TRECHO FORNECIDO =>
::::::::
STF define regra para vigência de cortes no Reintegra
O Supremo Tribunal Federal (STF) decidiu, em julgamento encerrado no Plenário Virtual, que alterações nas alíquotas do Regime Especial de Reintegração de Valores Tributários para Empresas Exportadoras (Reintegra), só entram em vigor 90 dias após a publicação do decreto que as institui. A decisão, com repercussão geral reconhecida, teve oito votos favoráveis à noventena e três contrários.
A análise teve como base o Recurso Extraordinário (RE) 1285177, de relatoria do ministro Cristiano Zanin. A tese firmada afasta a aplicação da chamada anterioridade anual e define que a anterioridade nonagesimal (prazo de 90 dias) deve ser observada em mudanças que impliquem aumento indireto de carga tributária.
A decisão evita um impacto estimado de R$ 4 bilhões aos cofres públicos, valor previsto na Lei de Diretrizes Orçamentárias (LDO) em caso de reconhecimento da anterioridade anual, o que permitiria aos contribuintes recuperar créditos por até um ano.
Vale lembrar que o Reintegra foi criado em 2011 e reinstituído em 2014, o Reintegra foi concebido para restituir parte do resíduo tributário acumulado ao longo da cadeia produtiva de bens destinados à exportação.
::::::::
EXERCÍCIO PROPOSTO A =>
Responda com base no texto sobre o Reintegra:
(i) Quantos votos foram favoráveis à noventena?
(ii) Quem foi o relator do RE 1285177?
(iii) Em que ano o Reintegra foi criado?
EXERCÍCIO PROPOSTO B =>
Transcreva do texto sobre o Reintegra tudo o que vai de "STF define regra" até "e três contrários.", sem alterar nada.

Entradas de um conjunto de dados de apontamento
::::::::
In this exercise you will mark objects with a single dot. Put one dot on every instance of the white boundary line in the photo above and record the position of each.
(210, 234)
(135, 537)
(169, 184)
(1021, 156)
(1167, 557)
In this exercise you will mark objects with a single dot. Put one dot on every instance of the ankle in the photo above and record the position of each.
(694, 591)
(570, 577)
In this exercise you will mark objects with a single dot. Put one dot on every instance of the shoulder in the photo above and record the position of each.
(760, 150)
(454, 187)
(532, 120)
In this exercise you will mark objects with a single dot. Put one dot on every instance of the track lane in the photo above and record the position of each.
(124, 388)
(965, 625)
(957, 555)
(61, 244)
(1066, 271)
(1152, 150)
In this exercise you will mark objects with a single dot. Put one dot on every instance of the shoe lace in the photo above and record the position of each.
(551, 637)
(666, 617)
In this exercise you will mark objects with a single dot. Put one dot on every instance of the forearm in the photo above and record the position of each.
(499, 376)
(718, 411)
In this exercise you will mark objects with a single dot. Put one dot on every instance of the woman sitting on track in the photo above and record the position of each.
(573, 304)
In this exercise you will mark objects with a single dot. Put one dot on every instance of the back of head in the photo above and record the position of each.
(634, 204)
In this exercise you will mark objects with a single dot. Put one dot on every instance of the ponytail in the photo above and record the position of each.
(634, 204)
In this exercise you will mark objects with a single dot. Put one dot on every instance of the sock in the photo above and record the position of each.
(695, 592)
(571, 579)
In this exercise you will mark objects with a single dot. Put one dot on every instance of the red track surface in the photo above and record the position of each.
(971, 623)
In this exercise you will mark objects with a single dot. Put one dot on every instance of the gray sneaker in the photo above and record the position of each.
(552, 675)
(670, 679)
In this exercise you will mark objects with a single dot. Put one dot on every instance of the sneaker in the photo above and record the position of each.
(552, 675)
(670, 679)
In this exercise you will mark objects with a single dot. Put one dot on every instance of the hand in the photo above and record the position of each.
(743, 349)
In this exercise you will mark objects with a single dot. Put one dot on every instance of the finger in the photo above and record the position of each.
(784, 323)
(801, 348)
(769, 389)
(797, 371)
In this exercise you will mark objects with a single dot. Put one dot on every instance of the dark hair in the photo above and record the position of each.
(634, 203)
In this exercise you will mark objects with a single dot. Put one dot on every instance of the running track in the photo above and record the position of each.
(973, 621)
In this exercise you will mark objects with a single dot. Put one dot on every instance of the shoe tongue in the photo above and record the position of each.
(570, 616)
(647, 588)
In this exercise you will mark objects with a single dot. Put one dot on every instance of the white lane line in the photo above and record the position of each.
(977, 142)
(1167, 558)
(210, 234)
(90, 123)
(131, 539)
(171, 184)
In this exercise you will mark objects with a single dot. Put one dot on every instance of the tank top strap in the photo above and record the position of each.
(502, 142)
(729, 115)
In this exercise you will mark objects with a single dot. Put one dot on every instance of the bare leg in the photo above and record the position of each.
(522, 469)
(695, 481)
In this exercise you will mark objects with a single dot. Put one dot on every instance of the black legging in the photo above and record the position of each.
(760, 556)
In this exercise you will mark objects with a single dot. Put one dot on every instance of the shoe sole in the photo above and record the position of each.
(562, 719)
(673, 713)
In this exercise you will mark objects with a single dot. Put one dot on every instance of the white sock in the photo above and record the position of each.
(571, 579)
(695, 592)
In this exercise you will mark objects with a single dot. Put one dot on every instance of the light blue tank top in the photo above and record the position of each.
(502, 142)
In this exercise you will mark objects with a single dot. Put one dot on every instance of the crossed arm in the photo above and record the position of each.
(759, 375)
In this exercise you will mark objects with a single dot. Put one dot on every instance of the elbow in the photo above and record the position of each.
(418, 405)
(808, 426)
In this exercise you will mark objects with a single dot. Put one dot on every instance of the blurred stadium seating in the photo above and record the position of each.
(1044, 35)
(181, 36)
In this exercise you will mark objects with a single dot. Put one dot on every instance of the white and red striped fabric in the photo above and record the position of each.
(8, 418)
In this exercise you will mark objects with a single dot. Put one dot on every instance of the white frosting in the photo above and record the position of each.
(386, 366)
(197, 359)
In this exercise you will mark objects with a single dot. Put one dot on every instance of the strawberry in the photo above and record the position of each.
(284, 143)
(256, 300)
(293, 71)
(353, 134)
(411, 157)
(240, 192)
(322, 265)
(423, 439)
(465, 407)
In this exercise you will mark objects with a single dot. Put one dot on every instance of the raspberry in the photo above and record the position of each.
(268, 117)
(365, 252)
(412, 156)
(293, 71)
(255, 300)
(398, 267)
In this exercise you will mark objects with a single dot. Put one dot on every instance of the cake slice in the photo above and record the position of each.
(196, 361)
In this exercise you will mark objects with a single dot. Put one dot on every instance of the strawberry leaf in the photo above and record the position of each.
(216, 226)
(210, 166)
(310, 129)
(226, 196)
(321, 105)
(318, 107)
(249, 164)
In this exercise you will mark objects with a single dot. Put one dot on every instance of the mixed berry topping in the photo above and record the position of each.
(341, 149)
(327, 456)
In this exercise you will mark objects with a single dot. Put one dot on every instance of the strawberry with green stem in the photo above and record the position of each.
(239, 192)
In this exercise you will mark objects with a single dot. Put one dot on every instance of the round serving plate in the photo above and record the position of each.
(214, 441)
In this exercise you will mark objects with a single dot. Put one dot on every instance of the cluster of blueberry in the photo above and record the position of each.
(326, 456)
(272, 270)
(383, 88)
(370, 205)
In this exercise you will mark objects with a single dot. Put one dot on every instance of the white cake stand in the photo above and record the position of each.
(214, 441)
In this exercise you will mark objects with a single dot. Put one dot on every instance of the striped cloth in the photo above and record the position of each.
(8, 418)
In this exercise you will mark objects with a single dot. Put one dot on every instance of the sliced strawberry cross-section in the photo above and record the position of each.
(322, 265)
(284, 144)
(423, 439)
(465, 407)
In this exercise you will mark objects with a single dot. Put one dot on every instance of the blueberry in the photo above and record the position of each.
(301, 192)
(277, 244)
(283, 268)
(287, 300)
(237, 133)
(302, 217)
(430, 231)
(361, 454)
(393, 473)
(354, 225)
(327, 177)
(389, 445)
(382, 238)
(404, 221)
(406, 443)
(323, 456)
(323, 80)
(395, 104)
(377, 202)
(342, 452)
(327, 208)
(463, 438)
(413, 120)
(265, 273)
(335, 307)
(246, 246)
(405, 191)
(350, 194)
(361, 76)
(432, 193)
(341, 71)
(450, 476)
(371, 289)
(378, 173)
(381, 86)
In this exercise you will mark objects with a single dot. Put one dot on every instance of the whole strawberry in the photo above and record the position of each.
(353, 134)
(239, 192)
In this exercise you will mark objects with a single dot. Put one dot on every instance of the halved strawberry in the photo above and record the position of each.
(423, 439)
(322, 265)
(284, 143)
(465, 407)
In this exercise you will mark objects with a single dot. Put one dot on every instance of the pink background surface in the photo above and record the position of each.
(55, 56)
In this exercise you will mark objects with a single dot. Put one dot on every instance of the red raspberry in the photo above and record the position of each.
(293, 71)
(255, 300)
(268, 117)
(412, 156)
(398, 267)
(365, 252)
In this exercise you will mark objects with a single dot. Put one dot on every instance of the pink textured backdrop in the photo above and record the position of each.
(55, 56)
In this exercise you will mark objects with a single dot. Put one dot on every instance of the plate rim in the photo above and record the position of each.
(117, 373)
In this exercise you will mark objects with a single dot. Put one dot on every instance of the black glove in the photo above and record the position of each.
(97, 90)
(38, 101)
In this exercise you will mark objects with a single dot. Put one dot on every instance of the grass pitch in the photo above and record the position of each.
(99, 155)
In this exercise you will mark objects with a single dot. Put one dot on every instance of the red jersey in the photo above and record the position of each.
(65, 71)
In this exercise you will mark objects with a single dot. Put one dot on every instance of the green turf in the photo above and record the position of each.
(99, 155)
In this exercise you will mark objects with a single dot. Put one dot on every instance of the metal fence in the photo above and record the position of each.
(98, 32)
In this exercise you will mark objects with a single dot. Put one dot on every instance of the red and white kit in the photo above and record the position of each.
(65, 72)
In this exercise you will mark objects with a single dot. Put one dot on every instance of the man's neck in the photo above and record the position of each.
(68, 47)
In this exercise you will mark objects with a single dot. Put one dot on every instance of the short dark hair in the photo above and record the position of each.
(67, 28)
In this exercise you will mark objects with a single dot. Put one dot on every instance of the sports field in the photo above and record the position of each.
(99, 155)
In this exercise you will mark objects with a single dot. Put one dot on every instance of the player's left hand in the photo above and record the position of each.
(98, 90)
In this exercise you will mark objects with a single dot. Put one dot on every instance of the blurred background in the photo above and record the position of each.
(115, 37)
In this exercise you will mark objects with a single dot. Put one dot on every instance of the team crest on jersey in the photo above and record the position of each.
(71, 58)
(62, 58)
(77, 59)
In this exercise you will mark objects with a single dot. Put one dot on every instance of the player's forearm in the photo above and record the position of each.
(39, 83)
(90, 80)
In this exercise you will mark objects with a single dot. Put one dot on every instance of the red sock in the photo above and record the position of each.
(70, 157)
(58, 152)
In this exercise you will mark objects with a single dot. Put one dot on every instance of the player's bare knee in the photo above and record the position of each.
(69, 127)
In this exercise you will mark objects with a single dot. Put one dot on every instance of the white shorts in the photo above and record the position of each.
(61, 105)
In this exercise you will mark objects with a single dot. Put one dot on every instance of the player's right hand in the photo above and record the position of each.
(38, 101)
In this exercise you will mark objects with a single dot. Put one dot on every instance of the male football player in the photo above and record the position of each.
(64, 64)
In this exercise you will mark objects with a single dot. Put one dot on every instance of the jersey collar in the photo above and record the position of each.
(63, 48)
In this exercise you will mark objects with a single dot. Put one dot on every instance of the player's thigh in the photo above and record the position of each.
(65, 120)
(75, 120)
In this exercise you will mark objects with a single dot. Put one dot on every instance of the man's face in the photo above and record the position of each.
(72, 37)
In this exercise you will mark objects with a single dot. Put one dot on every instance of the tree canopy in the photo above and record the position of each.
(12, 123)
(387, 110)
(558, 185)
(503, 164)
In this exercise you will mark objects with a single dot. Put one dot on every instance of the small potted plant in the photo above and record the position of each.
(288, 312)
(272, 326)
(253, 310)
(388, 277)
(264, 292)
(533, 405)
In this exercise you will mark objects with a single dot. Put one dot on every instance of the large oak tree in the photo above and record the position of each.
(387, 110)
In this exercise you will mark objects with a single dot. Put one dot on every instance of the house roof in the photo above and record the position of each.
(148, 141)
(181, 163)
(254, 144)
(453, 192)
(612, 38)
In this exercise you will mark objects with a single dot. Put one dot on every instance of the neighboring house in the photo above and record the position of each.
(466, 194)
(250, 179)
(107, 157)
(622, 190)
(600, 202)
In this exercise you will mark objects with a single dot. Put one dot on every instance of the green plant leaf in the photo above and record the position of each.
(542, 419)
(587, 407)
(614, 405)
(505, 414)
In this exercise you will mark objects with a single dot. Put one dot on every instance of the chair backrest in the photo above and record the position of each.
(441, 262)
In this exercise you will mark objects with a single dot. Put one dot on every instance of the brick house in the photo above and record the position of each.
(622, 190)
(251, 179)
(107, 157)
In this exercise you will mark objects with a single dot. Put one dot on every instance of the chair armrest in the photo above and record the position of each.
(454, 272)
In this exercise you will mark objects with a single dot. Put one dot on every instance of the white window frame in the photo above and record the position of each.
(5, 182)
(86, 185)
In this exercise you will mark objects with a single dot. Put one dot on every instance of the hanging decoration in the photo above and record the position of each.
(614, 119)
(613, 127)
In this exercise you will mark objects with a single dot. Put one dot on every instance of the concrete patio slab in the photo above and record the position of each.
::::::::
SOLUÇÃO COMENTADA A =>
(i) Oito votos.
(ii) O ministro Cristiano Zanin.
(iii) Em 2011.

SOLUÇÃO COMENTADA B =>
STF define regra para vigência de cortes no Reintegra
O Supremo Tribunal Federal (STF) decidiu, em julgamento encerrado no Plenário Virtual, que alterações nas alíquotas do Regime Especial de Reintegração de Valores Tributários para Empresas Exportadoras (Reintegra), só entram em vigor 90 dias após a publicação do decreto que as institui. A decisão, com repercussão geral reconhecida, teve oito votos favoráveis à noventena e três contrários.